# Excerto de texto:
+++++
A associação ambientalista Zero alerta que o Relatório Anual de Resíduos Urbanos relativo a 2019 volta a empolar, como em anos anteriores, os resultados da reciclagem dos vários sistemas de gestão de resíduos do país que são mais baixos do que os que transparecem dos dados divulgados esta semana. Em causa, assinala Rui Berkemeier, especialista desta organização nesta área, estão, por exemplo, os 2,3% de lixo encaminhado para “outras formas de valorização” que, garante, são enviados para aterro, somando-se assim aos já de si insustentáveis 57,6% de desperdícios que andámos a enterrar no ano passado. 

Nestas contas da Zero, o recurso a aterro chega, assim, praticamente aos 60%. E Berkemeier volta a insistir, como já havia feito em 2018, que também há resíduos orgânicos encaminhados para compostagem (e contabilizados neste destino), que, pelo meio do processo, acabam enterrados, não chegando a ser vendidos como correctivo orgânico. 

O ambientalista lamenta, por isso, que o relatório não consiga dar, ao país, uma noção exacta do “pouco” que se alcançou em duas décadas de políticas públicas e investimentos no sector. Nas suas contas, reciclaremos 20% do total de RU, quando as novas regras europeias, muito mais exigentes, nos obrigarão a reciclar 55% de tudo o que deitarmos ao lixo já em 2025, uma meta que passa para os 65% em 2030.

Nada interessada em dourar a pílula aos resultados de um sector onde o atraso é evidente, a secretária de Estado do Ambiente não nega que a leitura da Zero esteja correcta. Mas Inês da Costa Santos considera que ela decorre ainda, de opções de aferição dos indicadores de actividade em linha com anos anteriores. E assume que o relatório não reflecte a mudança, necessária, para esse quadro bem mais exigente, adaptado às novas regras aprovadas pela União Europeia em 2018: que obrigarão todos os estados membros a dar nota, apenas, dos destinos finais dos RU, e a calcular os níveis de reciclagem tendo em conta o lixo total, e não, como vimos fazendo, por opção que a UE aceitava, comparando o que separamos com o total de recicláveis.
+++++
# Registos fornecidos:
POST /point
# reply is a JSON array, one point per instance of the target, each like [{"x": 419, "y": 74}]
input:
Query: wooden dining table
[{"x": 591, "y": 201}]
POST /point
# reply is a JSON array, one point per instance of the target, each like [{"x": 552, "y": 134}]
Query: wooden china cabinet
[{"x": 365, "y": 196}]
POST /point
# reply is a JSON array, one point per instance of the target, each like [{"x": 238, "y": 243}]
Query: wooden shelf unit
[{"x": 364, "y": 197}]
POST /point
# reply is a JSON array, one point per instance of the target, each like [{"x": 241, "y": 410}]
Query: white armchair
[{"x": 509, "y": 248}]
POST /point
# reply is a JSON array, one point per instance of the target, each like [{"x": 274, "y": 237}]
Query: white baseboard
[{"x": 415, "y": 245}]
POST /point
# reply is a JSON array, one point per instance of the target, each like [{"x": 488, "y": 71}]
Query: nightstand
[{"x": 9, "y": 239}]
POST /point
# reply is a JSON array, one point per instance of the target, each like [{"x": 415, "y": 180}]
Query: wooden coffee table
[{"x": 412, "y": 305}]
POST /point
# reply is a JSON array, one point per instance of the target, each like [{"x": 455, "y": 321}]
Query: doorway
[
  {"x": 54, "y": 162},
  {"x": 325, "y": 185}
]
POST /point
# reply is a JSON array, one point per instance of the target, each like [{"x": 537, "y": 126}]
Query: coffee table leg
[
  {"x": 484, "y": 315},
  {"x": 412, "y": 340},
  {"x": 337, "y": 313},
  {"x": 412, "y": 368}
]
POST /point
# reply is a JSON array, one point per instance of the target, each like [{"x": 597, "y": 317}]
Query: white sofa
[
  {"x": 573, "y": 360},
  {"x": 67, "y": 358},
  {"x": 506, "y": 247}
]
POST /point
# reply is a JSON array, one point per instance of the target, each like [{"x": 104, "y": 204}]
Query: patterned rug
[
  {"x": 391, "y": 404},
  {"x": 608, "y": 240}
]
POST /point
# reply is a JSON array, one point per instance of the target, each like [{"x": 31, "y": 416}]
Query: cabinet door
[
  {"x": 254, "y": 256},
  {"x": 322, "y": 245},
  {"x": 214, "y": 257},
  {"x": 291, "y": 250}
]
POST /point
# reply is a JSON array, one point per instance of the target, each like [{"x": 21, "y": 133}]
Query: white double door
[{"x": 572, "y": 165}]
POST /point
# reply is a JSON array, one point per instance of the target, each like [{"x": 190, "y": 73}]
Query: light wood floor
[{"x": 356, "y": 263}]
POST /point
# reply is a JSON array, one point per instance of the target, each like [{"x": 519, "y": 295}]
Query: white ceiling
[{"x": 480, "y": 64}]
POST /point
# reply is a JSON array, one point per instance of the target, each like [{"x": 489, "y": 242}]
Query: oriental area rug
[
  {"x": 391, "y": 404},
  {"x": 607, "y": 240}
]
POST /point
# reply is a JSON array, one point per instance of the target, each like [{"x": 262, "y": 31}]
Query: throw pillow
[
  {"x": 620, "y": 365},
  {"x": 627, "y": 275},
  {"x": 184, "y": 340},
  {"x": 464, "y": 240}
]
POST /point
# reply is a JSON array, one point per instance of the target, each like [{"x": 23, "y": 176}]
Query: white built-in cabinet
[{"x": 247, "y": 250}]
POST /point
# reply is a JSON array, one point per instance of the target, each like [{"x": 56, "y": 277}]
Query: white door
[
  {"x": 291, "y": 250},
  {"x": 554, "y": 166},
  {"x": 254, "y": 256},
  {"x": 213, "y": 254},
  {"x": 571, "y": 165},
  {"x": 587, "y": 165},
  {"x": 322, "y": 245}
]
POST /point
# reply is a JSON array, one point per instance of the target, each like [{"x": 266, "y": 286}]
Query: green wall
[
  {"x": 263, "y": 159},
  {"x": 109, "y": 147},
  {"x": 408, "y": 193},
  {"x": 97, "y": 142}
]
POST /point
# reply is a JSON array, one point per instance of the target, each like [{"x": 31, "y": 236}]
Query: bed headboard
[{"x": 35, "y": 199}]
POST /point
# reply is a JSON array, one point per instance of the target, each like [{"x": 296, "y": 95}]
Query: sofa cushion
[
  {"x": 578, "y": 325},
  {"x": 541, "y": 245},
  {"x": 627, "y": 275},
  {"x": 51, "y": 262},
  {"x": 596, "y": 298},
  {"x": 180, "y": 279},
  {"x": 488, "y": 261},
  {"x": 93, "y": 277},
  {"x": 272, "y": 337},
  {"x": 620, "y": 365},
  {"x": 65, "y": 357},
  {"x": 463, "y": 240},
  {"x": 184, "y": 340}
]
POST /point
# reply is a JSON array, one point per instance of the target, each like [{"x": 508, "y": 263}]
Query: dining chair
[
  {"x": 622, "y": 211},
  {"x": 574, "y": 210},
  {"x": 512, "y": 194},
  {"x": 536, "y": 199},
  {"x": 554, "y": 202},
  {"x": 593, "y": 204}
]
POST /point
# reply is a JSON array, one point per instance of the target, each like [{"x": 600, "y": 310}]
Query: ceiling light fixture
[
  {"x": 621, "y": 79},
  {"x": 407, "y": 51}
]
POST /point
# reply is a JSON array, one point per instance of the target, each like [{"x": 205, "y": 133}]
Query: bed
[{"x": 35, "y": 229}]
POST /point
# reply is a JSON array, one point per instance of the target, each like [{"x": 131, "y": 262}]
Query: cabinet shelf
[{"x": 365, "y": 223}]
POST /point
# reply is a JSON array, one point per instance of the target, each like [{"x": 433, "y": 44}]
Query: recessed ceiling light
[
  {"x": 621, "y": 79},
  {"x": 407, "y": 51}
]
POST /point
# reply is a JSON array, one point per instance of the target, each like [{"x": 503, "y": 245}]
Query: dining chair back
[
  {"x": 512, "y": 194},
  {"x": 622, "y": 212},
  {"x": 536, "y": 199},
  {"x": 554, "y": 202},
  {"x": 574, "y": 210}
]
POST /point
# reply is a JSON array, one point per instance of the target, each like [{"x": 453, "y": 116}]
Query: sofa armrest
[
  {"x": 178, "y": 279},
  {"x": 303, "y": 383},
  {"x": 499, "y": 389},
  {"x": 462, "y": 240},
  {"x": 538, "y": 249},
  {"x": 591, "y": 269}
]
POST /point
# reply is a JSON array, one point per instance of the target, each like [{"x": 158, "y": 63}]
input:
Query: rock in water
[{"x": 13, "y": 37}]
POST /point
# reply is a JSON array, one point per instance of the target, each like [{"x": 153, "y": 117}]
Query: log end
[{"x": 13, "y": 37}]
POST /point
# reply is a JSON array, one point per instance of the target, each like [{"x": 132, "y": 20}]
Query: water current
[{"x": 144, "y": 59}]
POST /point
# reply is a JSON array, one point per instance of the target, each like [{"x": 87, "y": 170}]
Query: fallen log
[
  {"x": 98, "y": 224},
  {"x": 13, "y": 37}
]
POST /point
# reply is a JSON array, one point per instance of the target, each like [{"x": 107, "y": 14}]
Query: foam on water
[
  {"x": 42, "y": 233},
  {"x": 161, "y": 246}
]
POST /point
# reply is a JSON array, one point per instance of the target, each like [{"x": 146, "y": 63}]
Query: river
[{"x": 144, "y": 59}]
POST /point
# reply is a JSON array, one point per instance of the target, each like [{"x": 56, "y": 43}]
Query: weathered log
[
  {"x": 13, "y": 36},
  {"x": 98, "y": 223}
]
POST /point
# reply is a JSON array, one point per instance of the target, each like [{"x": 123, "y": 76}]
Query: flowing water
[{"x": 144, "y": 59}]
+++++
# Exercício escrito A:
Indique quantas linhas dos registos contêm a cadeia "sofa", tendo em conta a distinção entre maiúsculas e minúsculas. Responda apenas com o número.
# Exercício escrito B:
Retome o texto sobre a reciclagem de resíduos urbanos em Portugal, continuando-o logo após a última frase.
O texto e os registos constituem materiais independentes entre si.

# Resposta final A:
3

# Resposta final B:
Governo preocupado com os biorresíduos​

Tal como a Zero, aliás, Inês Santos Costa está preocupada com estes números, e apostada em mudar o paradigma da recolha e tratamento dos resíduos orgânicos, nos quais reside o grande falhanço do país, que, a par das recolhas selectivas de embalagens, centrou demasiado os esforços em tecnologias de tratamento e aproveitamento do lixo indiferenciado. Com resultados muito aquém das necessidades, explica.

Mesmo tomando como correcto o valor de 8,4% de resíduos enviados para compostagem ou digestão anaeróbica (com aproveitamento de biogás), ele é bastante baixo, se pensarmos que, segundo a caracterização dos RU produzidos pelos portugueses, quase dois em cada cinco quilos (38,5%) são biorresíduos. A secretária de Estado do Ambiente assume que, perante as imposições europeias, o país vai ter de retirar essa fracção dos nossos baldes de lixo indiferenciado – com aposta na recolha porta-a-porta, nuns casos, na compostagem doméstica ou comunitária, noutros – e evitar que ela vá para aterro ou surja misturado com outros materiais nos resíduos enviados para incineração.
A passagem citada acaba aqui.